__Given passage__.
Many researchers are interested in observable teacher practices; several research projects have informed professional development materials used in schools and for courses. For example, Duran, Ballone-Duran, Haney, and Beltyukova [47] reported an inquiry-based teacher education project for early childhood education: Active Science Teaching Encourages Reform (ASTER). Zhang et al. [48] developed a Problem-Based Learning (PBL) collaborative action research model focusing on science talks in kindergarten classrooms. Building on the research of Zhang et al. [48], who investigated how to use science talks to promote student learning, in-service kindergarten teachers emphasized three areas through which modeling occurs: a collaborative learning community, the guidance of facilitators, and video analysis. Kenny [43] formed triadic partnerships, consisting of a final year pre-service primary teacher and an in-service colleague, to teach science in the colleague teacher’s classroom with a teacher educator’s support. This article documents that pedagogical knowledge is enhanced with sustained guided and mentored practice in teaching settings. In addition, the work of Goebel, Umoja, and DeHaan [49] serves as a confirmation of the emerging view that, next to field experiences, partnerships between members of the scientific and elementary school communities promote reform, as science partners bring explicit scientific knowledge, enthusiasm, and a sense of the importance of the subject. Schollaert [50] argues that constructivist approaches to teaching and learning dramatically alter how teachers install subject knowledge in their learners; however, their role is also to turn them into better learners and learners for life. Apart from subject experts, teachers also need to be experts in learning. They can only achieve the latter if they are expert learners themselves. Not only should they convey content knowledge and explain to their students how to learn, but they should also be able to demonstrate how learning works in rather generic terms. In other words, teachers should be role models concerning both subject-specific and pedagogical knowledge; likewise, they attempt to teach what they preach.

It seems that the value of ER has been established to a greater extent among pre-service early childhood teachers, with the majority of the reports suggesting STEM courses should be included in undergraduate education programs. Researchers believe that preschool children have an innate curiosity to engage with STEM concepts, and there are creative ways to teach children to read, write, and develop mathematics, coding, and programming skills [51,52,53]. Innovative approaches for practical undergraduate training should be applied to strengthen teachers’ beliefs towards STEM and maximize their aspiration to incorporate STEM concepts and educational technologies into classrooms [5,28]. Given that ER activities encourage creativity and collaboration among classmates, students’ long-term interest in STEM could be enhanced by focusing on pre-service teachers’ knowledge and attitudes towards the implementation of ER activities in order to effectively prepare their teaching capabilities to function in a technology-enhanced learning environment [5,46].

4. Scope and Research Questions

The above literature review and the findings indicate that educational robotics’ value has already been acknowledged among preschool educators. In addition, the willingness to foster such STEM education is not guaranteed, with a hesitance or resistance still existing towards ER. There has been considerable research conducted to understand this worldwide issue of renovating the educational process, and the scope of the present work contributes to this international endeavor. Pre-service and in-service early childhood teachers have shown similar comportments on ER, and the research interest is focused on this. It is crucial to understand the attitudes and reasoning that guide teachers’ positions toward ER use. It seems that there is a transitional period of adoption, where positive acknowledgments coexist with counteracting negative attitudes that make teachers reluctant or negatively dispositioned toward the introduction of ER in early childhood education. Given the multiplicity of factors involved, it is appropriate to also consider methodological issues. The present research’s novel contribution is also the implementation of a psychometric method, Latent Class Analysis (LCA), from which attitudinal profiles of the participants can be extracted. Thus, based on LCA, the following research questions are posited:

• Can distinct clusters (profiles) be extracted based on participants’ responses to the items capturing teachers’ beliefs relevant to ER?

__Material provided__.
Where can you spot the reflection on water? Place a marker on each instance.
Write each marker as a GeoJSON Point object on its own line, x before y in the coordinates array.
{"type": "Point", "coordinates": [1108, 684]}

__Your tasks__.
A) According to the passage on educational robotics in early childhood teaching, which psychometric method does the present research use to extract attitudinal profiles of the participants?
B) Continue the passage on educational robotics in early childhood teaching from its last sentence.
The material above is not needed for anything asked here.

__Replies__.
A) Latent Class Analysis (LCA).

B)
• Do these clusters correspond to attitudinal profiles of teachers, which are interpretable within the theoretical framework fostered?
• Are the ensuing latent profiles coherent or homogeneous in terms of responses? Or are the responses consistent across items?
• Are the ensuing profiles associated with several individual differences, such as gender, age, knowledge of STEM and ER, degree, and other demographic variables?

The above person-centered approach is an effective psychometric method when the latent variable in question is categorical [54,55,56]. The participant can be classified into distinct categories, bearing similar perceptions, attitudes, or mental structures. Thus, the choice of the measurement model is reasonable for this type of research, and theoretically meaningful findings are anticipated.

4.1. Research Design

The data were collected via a quantitative approach; the participants were asked to answer the survey instrument, which included closed-ended and open-ended questions, with the questions aiming to investigate their general views in ER use to gain insight into their profound perceptions.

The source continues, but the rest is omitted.